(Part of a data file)
---
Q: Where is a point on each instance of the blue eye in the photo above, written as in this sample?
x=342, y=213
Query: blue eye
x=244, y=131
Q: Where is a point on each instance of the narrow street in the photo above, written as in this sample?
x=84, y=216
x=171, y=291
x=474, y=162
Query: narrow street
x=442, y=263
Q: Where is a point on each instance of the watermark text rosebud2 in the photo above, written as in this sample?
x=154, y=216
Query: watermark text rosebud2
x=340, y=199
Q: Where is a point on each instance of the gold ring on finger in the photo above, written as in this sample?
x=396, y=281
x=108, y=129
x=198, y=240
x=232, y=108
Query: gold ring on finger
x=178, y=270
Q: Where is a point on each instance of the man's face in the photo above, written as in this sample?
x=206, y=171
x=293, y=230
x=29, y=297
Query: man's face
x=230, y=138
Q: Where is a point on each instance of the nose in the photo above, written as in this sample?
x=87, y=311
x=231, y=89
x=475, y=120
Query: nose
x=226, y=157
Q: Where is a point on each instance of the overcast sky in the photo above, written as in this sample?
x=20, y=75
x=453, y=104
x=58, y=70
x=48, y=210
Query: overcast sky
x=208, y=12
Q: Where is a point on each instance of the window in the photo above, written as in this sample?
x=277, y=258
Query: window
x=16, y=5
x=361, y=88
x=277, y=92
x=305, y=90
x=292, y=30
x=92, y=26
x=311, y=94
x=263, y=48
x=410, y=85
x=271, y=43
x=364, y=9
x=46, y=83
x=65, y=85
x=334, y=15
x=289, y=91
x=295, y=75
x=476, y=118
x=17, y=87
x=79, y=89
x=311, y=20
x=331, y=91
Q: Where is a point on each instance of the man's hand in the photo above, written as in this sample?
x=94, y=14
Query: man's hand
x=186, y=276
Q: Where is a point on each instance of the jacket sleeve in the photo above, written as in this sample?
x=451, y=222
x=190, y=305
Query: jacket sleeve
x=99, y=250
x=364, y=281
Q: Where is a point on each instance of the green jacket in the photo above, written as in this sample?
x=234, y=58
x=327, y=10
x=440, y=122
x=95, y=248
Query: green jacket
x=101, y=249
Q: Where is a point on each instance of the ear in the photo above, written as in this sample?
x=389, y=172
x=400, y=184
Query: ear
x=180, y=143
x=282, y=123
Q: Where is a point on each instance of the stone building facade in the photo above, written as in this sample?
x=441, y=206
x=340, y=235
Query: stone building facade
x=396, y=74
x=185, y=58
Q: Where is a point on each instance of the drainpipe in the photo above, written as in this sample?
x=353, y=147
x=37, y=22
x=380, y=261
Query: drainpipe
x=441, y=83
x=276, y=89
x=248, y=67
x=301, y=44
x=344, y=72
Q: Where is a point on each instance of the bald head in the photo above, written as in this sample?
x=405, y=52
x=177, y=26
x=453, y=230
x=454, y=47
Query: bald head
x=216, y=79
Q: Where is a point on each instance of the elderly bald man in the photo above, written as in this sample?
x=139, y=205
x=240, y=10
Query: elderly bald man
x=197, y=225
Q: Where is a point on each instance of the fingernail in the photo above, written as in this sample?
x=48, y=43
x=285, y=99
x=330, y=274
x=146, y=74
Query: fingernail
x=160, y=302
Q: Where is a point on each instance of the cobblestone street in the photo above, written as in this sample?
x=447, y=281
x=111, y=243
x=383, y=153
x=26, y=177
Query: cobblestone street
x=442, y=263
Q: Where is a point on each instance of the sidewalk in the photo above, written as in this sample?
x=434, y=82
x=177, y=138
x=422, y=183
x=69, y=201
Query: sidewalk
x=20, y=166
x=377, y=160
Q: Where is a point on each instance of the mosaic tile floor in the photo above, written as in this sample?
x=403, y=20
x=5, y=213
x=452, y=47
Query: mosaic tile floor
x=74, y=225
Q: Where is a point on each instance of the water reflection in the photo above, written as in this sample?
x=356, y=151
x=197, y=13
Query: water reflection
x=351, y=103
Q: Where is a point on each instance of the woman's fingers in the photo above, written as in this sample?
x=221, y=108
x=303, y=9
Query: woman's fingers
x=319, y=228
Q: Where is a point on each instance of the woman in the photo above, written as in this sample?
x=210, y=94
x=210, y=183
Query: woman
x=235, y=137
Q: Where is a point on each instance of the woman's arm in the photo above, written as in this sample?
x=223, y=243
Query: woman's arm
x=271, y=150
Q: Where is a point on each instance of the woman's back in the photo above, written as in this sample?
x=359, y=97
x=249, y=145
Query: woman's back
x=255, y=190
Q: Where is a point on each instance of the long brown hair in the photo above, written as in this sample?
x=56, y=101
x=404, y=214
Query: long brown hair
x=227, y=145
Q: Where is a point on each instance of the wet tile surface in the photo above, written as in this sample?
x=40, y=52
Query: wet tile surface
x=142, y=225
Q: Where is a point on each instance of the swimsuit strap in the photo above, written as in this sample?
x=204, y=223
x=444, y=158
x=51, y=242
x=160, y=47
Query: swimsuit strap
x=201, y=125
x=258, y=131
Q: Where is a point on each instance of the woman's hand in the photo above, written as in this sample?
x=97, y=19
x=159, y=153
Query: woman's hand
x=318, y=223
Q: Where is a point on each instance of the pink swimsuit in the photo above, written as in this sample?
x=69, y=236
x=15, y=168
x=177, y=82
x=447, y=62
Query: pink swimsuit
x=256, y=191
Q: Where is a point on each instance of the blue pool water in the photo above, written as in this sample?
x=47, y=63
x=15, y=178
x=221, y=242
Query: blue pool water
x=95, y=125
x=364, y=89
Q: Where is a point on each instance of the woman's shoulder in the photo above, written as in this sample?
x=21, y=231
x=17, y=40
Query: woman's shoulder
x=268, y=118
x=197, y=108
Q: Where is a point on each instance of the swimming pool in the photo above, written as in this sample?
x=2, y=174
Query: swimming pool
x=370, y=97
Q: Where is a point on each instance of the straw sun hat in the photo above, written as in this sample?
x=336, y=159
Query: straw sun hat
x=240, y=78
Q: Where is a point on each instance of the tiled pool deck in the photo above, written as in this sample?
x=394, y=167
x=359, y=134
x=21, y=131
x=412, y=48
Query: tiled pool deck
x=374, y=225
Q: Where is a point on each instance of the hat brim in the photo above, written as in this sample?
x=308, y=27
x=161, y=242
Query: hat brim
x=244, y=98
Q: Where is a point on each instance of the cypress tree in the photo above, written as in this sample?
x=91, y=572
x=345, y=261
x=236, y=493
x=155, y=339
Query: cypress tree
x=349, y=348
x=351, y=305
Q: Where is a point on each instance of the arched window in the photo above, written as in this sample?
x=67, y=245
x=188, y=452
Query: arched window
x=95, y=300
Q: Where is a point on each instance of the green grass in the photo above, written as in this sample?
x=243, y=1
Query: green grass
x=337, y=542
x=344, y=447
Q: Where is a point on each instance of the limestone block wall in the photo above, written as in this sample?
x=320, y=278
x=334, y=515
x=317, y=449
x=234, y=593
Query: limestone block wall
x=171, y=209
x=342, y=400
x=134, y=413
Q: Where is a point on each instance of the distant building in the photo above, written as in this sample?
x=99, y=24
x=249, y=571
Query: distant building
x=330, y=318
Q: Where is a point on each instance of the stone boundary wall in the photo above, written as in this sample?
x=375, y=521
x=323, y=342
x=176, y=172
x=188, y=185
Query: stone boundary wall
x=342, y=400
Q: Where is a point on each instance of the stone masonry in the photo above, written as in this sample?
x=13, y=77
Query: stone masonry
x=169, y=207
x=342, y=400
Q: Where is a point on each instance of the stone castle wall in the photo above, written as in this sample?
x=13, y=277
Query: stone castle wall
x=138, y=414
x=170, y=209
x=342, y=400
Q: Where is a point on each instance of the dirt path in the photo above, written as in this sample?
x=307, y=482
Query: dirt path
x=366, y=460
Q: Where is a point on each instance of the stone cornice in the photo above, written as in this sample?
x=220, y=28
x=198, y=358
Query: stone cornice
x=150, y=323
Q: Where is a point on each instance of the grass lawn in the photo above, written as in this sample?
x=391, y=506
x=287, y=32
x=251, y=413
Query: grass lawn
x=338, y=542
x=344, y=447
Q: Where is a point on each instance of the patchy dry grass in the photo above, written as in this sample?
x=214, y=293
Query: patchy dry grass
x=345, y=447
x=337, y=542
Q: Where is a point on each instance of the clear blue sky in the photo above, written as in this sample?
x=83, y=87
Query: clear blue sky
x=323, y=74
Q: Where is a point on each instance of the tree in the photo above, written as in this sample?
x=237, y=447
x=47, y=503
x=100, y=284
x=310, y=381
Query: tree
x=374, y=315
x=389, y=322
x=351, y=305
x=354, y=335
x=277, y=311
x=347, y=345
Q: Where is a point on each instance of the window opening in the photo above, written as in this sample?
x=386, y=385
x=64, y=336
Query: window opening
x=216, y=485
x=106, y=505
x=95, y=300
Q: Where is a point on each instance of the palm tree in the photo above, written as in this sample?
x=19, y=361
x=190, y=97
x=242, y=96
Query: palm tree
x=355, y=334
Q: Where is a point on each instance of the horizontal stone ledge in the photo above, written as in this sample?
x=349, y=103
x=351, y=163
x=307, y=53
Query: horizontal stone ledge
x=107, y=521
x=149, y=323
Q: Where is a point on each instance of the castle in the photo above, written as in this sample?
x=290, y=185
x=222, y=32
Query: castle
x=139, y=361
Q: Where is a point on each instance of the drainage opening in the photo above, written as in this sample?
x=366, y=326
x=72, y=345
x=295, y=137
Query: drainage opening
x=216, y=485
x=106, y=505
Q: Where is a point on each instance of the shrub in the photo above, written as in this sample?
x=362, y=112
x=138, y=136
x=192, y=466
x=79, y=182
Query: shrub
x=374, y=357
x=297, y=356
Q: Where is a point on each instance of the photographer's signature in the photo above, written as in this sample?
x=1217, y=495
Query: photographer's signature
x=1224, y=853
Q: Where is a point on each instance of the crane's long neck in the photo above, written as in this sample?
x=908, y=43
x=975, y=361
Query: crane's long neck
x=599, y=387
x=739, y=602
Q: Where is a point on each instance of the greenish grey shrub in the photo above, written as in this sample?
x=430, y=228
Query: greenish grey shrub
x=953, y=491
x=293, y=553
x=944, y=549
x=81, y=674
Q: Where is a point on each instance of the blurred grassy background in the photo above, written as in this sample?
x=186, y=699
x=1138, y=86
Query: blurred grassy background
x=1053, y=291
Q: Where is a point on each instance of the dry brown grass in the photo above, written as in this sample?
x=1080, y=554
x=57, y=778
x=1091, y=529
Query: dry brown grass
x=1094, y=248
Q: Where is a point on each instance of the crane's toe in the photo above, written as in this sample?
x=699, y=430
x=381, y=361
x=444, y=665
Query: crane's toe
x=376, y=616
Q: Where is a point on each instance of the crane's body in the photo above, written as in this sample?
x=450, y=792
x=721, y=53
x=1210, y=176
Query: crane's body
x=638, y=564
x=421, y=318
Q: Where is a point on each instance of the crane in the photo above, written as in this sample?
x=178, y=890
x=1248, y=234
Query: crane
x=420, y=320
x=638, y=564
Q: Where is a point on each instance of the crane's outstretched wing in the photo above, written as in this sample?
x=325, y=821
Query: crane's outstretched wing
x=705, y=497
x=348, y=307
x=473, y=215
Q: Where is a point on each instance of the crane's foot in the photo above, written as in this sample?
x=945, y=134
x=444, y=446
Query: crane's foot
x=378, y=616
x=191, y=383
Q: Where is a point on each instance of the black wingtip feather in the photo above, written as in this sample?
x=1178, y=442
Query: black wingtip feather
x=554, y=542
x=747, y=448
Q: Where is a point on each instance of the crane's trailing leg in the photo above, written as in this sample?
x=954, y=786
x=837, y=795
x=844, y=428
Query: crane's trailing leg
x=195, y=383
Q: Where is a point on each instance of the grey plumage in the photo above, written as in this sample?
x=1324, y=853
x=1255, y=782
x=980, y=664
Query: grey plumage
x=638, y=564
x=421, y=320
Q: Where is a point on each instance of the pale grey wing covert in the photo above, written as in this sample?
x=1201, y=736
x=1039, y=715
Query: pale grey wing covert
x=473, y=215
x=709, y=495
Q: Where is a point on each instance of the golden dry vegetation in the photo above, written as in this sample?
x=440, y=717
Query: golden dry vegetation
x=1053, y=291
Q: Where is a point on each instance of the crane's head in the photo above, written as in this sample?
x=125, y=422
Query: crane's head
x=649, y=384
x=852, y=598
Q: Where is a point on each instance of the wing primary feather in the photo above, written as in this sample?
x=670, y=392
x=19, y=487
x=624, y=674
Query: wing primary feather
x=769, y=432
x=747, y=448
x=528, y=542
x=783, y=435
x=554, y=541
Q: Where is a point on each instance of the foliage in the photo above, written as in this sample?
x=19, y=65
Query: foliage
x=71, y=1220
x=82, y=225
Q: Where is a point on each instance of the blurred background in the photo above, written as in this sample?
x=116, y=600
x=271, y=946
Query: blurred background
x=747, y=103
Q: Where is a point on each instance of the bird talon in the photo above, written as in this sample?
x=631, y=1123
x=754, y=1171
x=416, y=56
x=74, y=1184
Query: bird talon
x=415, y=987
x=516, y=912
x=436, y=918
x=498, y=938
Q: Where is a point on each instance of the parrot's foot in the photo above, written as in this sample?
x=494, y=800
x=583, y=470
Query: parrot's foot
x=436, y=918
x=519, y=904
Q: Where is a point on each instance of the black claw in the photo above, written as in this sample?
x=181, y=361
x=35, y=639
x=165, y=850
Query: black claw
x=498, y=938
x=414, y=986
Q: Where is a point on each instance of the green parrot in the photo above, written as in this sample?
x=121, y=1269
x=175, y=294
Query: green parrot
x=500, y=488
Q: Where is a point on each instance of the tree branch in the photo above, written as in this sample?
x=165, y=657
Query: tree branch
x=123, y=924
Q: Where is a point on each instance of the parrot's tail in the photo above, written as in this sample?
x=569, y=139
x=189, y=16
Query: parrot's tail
---
## [Exercise brief]
Recast the stretch of lines from the line containing "Q: Where is a point on each instance of the straw" through the line containing "x=374, y=225" as a JSON list of strings, one string per line, omitting any blank lines.

## [Finished answer]
[
  "Q: Where is a point on each instance of the straw sun hat in the photo above, written as in this sample?",
  "x=336, y=159",
  "Query: straw sun hat",
  "x=240, y=78",
  "Q: Where is a point on each instance of the tiled pool deck in the photo above, written as in this sample?",
  "x=394, y=167",
  "x=359, y=134",
  "x=21, y=131",
  "x=412, y=48",
  "Query: tiled pool deck",
  "x=374, y=225"
]